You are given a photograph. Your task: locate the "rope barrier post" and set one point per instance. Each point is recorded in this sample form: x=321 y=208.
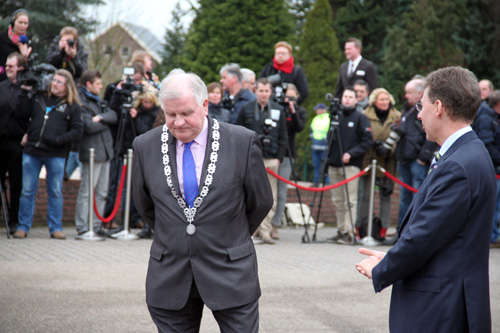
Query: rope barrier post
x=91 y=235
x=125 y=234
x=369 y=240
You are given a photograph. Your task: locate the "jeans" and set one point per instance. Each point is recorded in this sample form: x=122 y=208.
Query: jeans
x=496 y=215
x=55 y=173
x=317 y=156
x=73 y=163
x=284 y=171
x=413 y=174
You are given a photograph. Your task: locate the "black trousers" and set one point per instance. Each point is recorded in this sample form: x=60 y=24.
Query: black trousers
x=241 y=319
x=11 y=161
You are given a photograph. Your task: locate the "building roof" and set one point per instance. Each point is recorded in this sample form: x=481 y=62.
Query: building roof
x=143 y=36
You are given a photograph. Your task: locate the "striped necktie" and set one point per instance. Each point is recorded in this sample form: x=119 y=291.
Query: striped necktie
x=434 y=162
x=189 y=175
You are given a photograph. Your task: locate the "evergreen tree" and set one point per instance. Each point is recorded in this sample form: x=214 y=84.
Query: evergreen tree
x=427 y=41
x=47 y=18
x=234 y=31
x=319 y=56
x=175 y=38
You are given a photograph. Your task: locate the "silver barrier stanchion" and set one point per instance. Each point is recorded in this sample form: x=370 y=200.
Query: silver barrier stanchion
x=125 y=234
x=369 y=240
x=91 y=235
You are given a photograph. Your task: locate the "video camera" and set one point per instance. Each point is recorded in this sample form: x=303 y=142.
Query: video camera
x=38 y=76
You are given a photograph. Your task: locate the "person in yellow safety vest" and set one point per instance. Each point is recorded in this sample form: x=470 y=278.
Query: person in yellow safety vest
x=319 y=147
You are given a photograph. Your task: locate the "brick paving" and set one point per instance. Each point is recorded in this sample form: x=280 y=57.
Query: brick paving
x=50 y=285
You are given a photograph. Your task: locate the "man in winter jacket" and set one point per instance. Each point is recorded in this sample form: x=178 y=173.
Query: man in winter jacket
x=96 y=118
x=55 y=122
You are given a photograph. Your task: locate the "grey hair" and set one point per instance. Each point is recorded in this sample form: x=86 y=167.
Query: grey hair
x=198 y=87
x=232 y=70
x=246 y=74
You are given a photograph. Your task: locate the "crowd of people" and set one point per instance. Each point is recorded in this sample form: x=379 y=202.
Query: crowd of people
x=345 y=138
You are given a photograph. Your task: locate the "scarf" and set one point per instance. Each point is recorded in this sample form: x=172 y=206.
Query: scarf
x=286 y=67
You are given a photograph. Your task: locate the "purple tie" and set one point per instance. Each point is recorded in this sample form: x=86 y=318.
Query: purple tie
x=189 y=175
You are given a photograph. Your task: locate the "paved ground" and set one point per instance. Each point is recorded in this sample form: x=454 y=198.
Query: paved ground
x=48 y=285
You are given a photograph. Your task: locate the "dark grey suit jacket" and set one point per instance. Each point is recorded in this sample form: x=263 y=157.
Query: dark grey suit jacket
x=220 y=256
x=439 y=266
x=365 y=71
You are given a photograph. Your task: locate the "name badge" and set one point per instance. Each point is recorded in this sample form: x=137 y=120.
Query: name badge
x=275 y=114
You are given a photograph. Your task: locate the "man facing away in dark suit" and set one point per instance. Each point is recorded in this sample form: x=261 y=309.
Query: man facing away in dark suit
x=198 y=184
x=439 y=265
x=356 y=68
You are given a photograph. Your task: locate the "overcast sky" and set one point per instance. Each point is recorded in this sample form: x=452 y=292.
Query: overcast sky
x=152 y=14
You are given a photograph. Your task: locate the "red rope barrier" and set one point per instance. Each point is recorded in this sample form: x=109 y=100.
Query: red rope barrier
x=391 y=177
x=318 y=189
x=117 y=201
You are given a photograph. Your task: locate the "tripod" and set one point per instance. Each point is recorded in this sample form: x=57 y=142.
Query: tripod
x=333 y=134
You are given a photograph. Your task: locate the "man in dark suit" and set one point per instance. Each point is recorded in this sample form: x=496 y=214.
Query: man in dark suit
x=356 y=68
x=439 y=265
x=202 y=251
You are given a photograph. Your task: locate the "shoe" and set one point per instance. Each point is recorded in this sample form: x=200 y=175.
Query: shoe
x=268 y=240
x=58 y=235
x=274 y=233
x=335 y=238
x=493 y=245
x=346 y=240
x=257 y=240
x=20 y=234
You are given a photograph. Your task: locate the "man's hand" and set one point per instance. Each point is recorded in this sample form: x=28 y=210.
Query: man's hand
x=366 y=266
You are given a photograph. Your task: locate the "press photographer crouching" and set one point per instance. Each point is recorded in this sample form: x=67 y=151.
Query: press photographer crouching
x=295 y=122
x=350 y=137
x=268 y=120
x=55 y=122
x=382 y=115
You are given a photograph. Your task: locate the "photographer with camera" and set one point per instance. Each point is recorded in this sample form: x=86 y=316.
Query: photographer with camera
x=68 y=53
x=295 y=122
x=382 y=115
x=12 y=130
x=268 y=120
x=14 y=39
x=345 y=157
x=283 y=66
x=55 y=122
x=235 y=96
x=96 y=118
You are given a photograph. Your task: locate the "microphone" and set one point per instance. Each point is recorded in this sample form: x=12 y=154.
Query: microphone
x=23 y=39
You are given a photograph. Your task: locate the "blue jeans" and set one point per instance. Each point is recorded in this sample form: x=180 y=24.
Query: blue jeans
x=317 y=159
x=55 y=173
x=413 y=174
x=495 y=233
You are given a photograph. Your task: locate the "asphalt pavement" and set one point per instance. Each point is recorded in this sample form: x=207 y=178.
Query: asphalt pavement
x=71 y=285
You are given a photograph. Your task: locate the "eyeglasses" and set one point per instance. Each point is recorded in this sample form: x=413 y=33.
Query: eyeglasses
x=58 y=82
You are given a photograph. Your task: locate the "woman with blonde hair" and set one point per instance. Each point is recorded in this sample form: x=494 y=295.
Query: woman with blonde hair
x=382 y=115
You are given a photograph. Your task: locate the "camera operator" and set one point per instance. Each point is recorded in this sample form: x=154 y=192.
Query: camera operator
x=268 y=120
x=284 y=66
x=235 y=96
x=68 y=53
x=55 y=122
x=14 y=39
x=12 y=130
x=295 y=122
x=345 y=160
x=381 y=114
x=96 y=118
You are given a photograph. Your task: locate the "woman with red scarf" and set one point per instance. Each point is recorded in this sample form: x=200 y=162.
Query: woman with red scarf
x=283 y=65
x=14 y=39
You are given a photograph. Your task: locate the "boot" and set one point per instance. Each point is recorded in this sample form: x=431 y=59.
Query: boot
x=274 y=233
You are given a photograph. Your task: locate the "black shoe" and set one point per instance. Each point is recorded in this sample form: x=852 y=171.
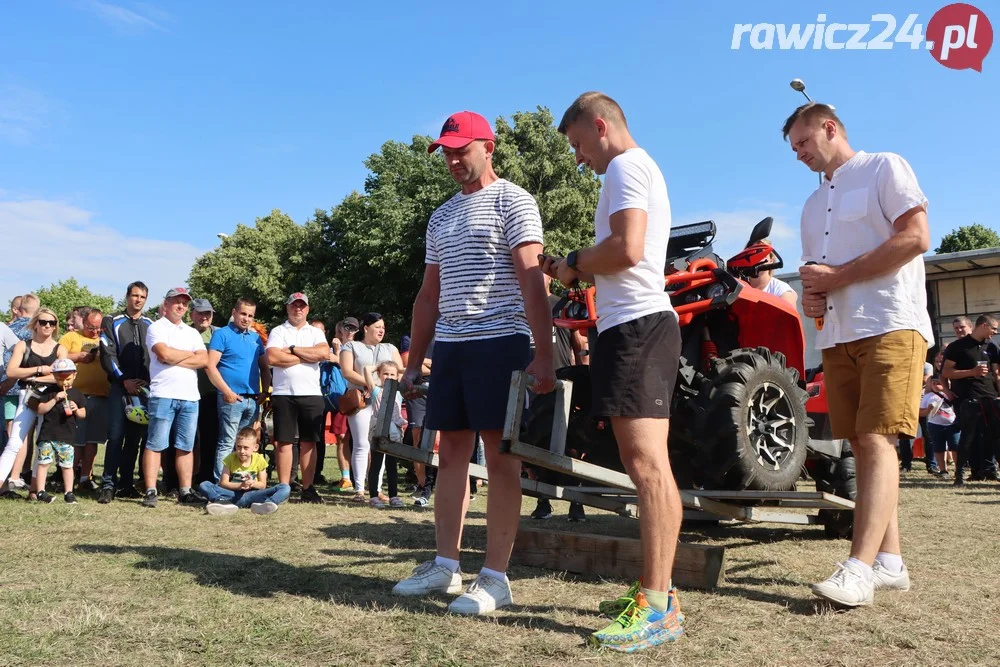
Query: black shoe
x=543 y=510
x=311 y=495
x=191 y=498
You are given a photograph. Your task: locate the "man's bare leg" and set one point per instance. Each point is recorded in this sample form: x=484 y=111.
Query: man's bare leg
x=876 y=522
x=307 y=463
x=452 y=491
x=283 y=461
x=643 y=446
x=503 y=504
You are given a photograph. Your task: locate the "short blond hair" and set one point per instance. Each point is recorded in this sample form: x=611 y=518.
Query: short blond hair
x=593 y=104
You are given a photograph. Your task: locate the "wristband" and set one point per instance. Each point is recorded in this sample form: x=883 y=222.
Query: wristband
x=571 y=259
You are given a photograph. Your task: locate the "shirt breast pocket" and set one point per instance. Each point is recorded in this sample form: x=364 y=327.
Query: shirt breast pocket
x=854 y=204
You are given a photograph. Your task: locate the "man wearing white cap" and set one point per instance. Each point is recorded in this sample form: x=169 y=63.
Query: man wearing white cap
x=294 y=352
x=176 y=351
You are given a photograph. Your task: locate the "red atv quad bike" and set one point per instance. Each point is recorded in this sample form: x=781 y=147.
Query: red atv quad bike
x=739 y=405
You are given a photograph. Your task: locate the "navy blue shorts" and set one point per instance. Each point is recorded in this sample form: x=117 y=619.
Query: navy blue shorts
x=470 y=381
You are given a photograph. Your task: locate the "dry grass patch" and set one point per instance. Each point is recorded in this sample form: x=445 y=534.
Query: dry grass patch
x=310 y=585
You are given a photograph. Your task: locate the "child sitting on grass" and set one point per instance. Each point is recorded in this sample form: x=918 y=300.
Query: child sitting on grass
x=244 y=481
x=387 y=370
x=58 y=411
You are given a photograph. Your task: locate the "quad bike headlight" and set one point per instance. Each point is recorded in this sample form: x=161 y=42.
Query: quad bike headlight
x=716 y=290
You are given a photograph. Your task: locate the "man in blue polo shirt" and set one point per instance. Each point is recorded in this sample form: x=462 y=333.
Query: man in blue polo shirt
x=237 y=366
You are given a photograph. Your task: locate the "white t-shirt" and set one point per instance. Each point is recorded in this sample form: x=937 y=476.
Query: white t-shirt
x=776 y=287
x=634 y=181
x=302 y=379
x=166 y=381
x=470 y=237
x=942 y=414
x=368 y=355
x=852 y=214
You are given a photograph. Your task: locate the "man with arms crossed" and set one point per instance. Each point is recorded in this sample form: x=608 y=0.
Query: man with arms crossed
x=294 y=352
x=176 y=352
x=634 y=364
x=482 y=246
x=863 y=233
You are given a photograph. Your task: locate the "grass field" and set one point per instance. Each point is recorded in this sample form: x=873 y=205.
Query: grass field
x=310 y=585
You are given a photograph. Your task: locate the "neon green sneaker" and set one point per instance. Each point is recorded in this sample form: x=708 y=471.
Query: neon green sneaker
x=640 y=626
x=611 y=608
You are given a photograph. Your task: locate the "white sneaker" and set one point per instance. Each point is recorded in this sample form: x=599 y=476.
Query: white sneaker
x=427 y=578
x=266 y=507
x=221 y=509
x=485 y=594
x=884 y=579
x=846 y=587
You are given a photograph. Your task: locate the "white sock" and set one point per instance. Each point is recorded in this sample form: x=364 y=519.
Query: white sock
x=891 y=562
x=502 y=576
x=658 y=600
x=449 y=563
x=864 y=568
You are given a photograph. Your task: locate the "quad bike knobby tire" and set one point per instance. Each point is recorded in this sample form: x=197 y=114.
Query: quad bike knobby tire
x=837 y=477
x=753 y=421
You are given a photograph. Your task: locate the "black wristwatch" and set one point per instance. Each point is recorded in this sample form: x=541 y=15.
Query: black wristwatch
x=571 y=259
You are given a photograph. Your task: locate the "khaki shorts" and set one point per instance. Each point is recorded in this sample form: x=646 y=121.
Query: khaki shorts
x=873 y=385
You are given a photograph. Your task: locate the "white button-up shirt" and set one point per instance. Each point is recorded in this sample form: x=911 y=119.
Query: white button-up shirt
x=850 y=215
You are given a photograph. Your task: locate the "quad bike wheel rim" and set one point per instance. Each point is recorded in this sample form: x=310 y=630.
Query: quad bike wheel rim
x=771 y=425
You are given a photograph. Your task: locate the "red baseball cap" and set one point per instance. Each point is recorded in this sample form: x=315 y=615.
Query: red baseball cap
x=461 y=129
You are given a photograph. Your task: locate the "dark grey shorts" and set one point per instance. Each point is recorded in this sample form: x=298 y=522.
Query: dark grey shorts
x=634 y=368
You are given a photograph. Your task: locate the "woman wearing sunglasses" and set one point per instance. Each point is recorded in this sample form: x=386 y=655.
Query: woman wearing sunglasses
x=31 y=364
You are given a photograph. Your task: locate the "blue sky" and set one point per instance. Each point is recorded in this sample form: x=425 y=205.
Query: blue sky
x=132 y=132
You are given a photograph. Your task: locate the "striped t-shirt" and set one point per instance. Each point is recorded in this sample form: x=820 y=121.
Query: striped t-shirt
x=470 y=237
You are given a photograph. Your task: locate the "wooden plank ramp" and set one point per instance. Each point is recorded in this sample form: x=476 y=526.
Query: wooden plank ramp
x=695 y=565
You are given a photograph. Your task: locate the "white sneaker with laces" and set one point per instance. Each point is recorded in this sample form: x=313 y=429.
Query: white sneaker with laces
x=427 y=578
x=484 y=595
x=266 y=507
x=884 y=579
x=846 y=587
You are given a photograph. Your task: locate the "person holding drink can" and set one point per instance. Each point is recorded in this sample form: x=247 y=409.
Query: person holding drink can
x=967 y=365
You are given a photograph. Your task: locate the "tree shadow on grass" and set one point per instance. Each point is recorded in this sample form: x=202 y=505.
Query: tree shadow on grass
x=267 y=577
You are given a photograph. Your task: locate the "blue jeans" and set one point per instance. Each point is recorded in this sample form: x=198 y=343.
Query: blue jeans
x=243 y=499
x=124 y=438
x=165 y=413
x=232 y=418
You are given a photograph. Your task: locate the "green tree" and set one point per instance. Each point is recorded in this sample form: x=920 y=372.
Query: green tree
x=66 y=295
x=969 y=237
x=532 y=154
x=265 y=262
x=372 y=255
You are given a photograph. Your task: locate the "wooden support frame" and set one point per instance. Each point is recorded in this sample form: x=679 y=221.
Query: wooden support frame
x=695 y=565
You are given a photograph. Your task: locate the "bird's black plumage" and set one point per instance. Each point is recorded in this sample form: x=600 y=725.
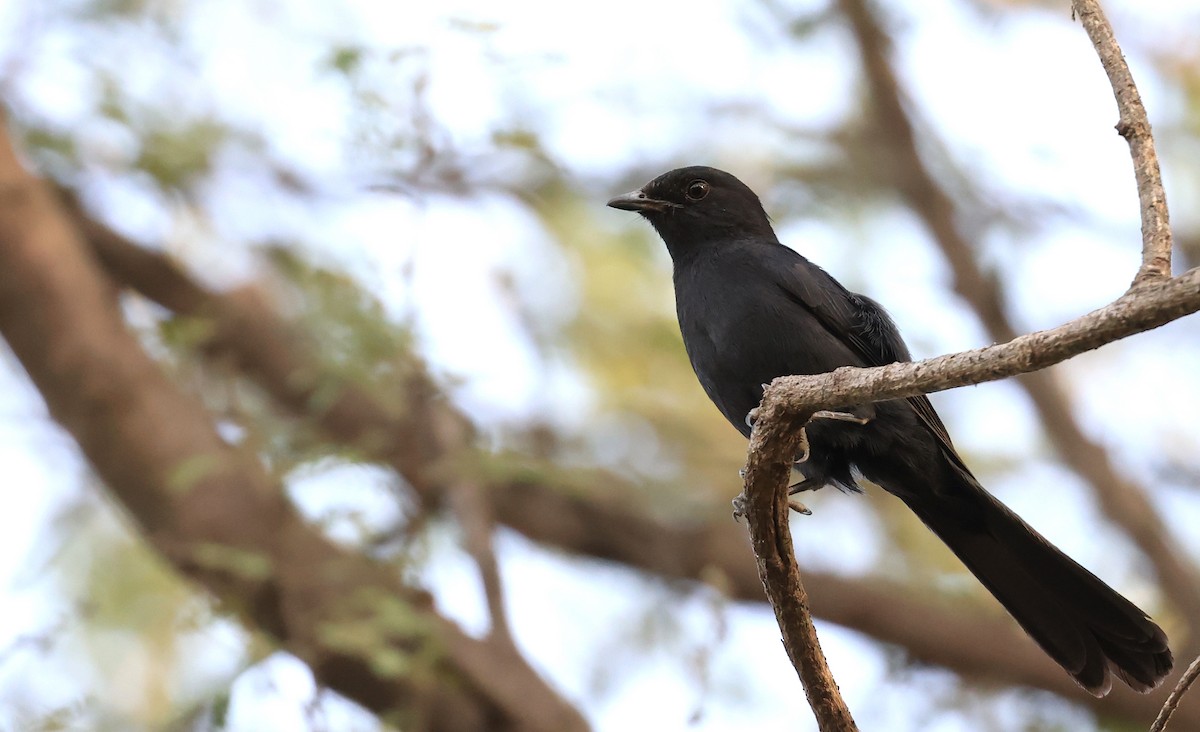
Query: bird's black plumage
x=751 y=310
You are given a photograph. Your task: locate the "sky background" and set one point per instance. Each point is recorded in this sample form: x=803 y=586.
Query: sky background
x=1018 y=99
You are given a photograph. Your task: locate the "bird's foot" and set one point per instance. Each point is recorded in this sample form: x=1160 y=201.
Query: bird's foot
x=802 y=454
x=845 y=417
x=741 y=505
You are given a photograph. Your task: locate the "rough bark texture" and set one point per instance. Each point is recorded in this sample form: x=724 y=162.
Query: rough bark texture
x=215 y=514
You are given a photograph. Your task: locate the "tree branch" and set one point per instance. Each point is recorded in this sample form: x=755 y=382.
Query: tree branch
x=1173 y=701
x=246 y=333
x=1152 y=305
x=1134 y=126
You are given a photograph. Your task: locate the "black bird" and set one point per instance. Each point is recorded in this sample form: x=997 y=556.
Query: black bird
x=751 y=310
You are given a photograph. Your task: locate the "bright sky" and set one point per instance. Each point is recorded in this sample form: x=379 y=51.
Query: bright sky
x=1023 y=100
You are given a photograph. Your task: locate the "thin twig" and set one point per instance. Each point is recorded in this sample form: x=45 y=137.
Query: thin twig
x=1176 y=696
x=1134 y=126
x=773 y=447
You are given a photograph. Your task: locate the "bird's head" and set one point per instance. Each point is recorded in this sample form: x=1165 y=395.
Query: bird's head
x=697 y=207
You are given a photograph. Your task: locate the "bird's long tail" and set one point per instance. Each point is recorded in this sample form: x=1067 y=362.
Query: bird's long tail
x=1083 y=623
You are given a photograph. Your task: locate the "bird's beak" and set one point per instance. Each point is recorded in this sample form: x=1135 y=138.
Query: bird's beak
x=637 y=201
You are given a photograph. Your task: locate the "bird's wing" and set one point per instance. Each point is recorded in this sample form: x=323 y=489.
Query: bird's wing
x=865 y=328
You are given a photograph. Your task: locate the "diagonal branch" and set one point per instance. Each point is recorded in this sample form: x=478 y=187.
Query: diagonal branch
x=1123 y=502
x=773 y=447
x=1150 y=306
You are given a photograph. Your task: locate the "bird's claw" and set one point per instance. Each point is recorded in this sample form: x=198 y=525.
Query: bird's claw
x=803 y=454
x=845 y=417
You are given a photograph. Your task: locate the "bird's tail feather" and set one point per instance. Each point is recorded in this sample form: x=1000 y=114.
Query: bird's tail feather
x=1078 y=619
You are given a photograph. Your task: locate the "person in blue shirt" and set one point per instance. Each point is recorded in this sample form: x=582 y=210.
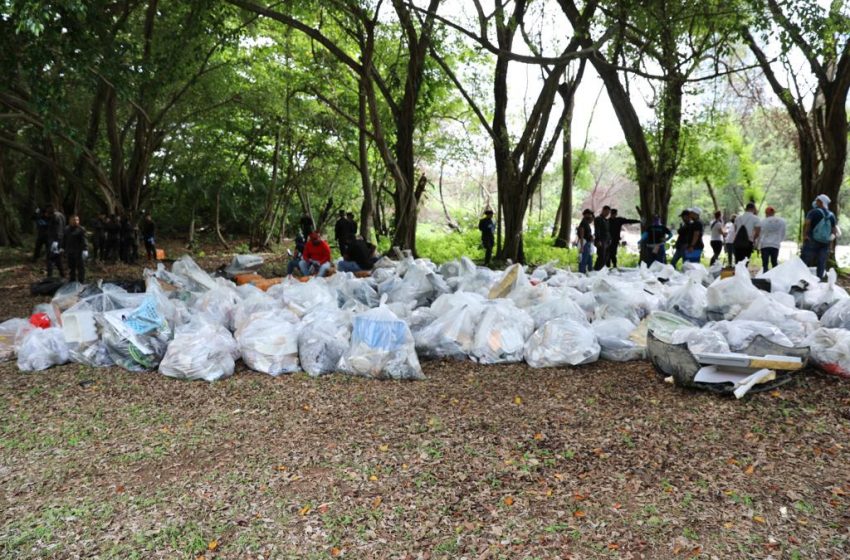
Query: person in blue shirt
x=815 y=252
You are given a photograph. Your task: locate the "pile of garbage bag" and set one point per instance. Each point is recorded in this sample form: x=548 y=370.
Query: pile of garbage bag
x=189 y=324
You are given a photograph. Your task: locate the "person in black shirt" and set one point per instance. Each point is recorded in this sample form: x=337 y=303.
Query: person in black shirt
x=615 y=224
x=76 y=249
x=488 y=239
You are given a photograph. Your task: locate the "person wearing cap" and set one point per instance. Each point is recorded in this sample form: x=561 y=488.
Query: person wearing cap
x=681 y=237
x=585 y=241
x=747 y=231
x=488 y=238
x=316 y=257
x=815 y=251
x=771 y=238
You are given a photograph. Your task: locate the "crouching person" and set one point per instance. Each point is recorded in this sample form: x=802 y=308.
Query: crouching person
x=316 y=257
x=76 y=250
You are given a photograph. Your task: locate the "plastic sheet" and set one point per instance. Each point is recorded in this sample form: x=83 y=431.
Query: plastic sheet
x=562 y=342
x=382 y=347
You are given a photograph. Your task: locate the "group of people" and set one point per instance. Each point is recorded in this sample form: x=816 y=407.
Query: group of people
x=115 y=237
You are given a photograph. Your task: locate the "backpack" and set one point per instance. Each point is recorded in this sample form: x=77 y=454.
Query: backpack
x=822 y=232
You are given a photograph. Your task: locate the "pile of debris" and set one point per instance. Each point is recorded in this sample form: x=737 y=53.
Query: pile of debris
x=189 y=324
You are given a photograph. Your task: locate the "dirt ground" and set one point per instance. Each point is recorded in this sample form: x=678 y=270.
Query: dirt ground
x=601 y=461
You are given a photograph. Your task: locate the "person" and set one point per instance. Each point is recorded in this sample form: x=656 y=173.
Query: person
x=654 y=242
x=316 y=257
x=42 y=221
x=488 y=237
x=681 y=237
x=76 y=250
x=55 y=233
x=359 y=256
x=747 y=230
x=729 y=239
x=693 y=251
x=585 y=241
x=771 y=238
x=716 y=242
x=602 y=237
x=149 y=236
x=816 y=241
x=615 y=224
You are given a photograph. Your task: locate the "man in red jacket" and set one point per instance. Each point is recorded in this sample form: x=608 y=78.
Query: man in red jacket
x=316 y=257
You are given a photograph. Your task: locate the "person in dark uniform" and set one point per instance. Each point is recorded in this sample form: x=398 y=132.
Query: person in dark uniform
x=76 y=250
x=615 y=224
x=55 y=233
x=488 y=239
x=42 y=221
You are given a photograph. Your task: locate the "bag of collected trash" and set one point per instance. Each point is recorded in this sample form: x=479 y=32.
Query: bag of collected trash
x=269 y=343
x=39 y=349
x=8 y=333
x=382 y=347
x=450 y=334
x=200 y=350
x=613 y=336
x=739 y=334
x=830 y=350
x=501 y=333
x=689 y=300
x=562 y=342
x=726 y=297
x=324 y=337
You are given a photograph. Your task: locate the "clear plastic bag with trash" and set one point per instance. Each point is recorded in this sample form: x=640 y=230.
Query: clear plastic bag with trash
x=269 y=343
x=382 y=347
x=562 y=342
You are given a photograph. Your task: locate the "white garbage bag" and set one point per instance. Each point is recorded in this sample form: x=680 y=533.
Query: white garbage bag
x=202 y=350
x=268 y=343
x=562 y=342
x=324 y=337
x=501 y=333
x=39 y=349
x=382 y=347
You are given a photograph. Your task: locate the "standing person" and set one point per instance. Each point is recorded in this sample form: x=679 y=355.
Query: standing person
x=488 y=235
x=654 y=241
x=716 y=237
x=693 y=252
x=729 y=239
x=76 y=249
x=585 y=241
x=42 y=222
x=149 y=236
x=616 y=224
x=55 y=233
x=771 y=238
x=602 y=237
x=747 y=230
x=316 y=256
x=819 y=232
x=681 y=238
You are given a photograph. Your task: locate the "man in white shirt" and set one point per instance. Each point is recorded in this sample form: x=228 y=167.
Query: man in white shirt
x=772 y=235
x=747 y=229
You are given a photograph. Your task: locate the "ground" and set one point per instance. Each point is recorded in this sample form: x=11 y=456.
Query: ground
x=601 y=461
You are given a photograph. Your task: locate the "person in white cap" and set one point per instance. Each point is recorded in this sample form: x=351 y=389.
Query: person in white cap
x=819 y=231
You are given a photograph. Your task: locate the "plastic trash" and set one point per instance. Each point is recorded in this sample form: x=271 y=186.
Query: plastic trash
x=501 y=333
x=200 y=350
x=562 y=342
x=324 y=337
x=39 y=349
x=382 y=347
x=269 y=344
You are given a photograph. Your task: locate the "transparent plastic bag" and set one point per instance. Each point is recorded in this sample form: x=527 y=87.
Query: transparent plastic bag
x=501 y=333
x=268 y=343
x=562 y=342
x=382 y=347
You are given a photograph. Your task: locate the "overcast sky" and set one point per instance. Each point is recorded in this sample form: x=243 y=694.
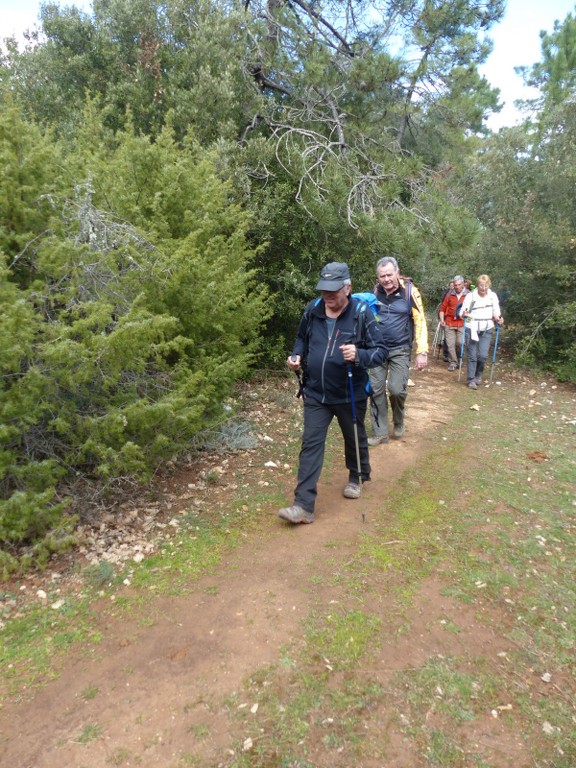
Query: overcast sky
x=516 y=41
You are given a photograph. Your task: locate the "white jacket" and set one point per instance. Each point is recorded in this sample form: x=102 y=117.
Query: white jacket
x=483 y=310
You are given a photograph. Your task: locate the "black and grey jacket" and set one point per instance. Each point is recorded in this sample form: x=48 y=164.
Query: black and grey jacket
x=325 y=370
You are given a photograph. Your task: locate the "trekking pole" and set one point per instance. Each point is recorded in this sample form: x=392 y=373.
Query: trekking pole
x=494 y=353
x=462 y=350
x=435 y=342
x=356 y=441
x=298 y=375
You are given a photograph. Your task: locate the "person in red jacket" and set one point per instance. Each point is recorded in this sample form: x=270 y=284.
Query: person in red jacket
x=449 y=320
• • •
[Task description]:
Format the material from the line with "form: x=137 y=120." to the line with "x=366 y=266", both included, as a Markdown table with the columns Row and Line. Give each line its row number, leave out blank lines, and include no other part of the material.

[Finished exercise]:
| Row | Line |
|---|---|
| 1 | You are given a photograph. Your task: locate the "name badge" and set one point per instance. Each point is recorded in this sample form: x=137 y=120. |
| 2 | Query: name badge |
| 3 | x=275 y=114 |
| 4 | You are given a photograph. Your task: locate the "man facing away in dark suit" and set one point per instance. Each point is recorded in this sample form: x=261 y=309. |
| 5 | Query: man facing away in dark suit |
| 6 | x=198 y=184 |
| 7 | x=439 y=265 |
| 8 | x=356 y=68 |
| 9 | You are given a photograph. Your task: locate the "overcast sky" and set one point per instance. Each point is recorded in this sample form: x=452 y=292. |
| 10 | Query: overcast sky |
| 11 | x=152 y=14 |
| 12 | You are given a photograph. Your task: locate the "red rope barrier" and set one point per instance. Each point is recorded in this sample form: x=109 y=100. |
| 13 | Query: red rope barrier |
| 14 | x=391 y=177 |
| 15 | x=318 y=189 |
| 16 | x=117 y=201 |
| 17 | You are given a photograph. Your task: locate the "tripod" and set one point per instance. Each point is recorded in this sample form: x=57 y=142. |
| 18 | Query: tripod |
| 19 | x=333 y=134 |
| 20 | You are given a photograph. Your task: locate the "man in dark suit" and set one point per instance. Each point is recorded in this sample form: x=496 y=214. |
| 21 | Query: man in dark suit |
| 22 | x=356 y=68 |
| 23 | x=439 y=265 |
| 24 | x=202 y=251 |
| 25 | You are given a photograph. Your task: locate the "shoe" and set one point per instance. Each point is recorded in this sample form: x=200 y=175. |
| 26 | Query: shoe |
| 27 | x=268 y=240 |
| 28 | x=58 y=235 |
| 29 | x=274 y=233 |
| 30 | x=335 y=238 |
| 31 | x=493 y=245 |
| 32 | x=346 y=240 |
| 33 | x=257 y=240 |
| 34 | x=20 y=234 |
| 35 | You are given a photograph. Your task: locate the "man's hand" and set one point per instance. Each point is recorded in this sample form: x=28 y=210. |
| 36 | Query: man's hand |
| 37 | x=366 y=266 |